Esercizi
1. Rispondi a queste domande sul testo sulla Lega:
(a) Quale percentuale di voto ha registrato la Lega?
(b) In quale trasmissione e su quale rete parla Salvini?
(c) Secondo Salvini, per quale scelta la Lega "ha pagato il prezzo"?
2. Nel testo sulla Lega, riscrivi il passo che comincia con "Dopo il risultato" e va avanti fino a "parte al contrattacco.", mettendo "il leader leghista" al posto di "Matteo Salvini".

Testo fornito
════════════════

Dopo il risultato abruzzese che non vede alcun crollo della Lega come era stato affettatamente previsto dai media di sinistra, con ripresa della solita girandola di retroscena sul dopo Salvini, insomma la telenovela che ormai va avanti da anni, lo stesso Matteo Salvini parte al contrattacco.
Dopo aver registrato un voto tra l’8 e il 9 per cento, praticamente uguale a quello delle Politiche del 2022, molto diverso da quel 3 e qualcosa della Sardegna però dai giornali scorporato dal Partito Sardo d’Azione con cui si era presentata la Lega, Salvini da Nicola Porro su rete 4 ricorda che il 2018 e il 2019 quando fece il boom alle Europee erano “un’altra epoca”. E, sottolinea con forza, la Lega “ha pagato il prezzo di aver fatto parte del governo Draghi”, scelta “che l’ha danneggata”. Scelta che però il vicepremier e ministro delle Infrastrutture-Trasporti non rinnega, ma anzi rivendica: “Non potevamo lasciare l’Italia in mano al Pd e I Cinque Stelle”. Stoccata indiretta a Mario Draghi, accusato di fatto di trattamento privilegiato usato per le forze di sinistra. Indimenticabile la frase su “quello sempre sl telefono con i russi, senza che giornalisti particolarmente proni gli chiedessero chi fosse, seppur fosse evidente che trattavasi di Salvini. Ma anche stoccata indiretta alla stessa alleata, premier e presidente di FdI, Giorgia Meloni, che restando all’opposizione fu poi beneficiata dalla sua linea dura e pura.

════════════════

Elenco dati
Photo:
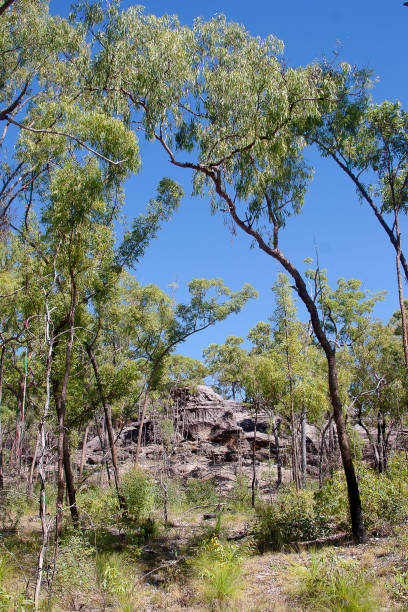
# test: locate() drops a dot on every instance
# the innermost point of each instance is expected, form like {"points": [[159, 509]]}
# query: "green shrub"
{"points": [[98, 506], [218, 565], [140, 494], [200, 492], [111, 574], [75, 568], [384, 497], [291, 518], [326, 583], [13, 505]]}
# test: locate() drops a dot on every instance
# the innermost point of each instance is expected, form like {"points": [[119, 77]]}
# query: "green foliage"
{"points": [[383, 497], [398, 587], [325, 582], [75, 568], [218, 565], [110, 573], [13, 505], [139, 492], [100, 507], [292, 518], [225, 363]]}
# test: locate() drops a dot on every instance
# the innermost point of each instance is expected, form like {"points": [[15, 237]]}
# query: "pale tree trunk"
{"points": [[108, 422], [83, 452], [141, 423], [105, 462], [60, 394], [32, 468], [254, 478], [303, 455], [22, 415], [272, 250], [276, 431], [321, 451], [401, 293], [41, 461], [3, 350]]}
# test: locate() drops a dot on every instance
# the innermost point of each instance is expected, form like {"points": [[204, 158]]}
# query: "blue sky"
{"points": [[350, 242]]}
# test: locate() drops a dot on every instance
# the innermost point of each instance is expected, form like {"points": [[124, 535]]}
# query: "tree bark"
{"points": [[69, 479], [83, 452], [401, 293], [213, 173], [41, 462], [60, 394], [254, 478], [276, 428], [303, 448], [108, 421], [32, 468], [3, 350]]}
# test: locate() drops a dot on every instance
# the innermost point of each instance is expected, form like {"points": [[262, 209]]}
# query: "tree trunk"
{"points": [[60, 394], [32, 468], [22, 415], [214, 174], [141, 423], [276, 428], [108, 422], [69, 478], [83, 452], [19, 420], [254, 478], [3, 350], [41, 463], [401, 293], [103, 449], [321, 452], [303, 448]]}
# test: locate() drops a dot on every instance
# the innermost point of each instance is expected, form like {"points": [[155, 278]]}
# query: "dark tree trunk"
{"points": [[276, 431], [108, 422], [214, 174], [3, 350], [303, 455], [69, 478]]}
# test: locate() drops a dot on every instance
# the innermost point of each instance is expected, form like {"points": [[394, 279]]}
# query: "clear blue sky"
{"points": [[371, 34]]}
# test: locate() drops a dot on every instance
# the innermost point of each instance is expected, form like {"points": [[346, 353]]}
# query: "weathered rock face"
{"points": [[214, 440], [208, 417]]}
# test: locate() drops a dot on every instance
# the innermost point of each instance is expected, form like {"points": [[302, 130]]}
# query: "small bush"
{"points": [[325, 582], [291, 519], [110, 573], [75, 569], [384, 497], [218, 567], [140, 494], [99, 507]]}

════════════════

Soluzioni
1.
(a) Tra l'8 e il 9 per cento.
(b) Da Nicola Porro, su Rete 4.
(c) Per aver fatto parte del governo Draghi.

2.
Dopo il risultato abruzzese che non vede alcun crollo della Lega come era stato affettatamente previsto dai media di sinistra, con ripresa della solita girandola di retroscena sul dopo Salvini, insomma la telenovela che ormai va avanti da anni, lo stesso il leader leghista parte al contrattacco.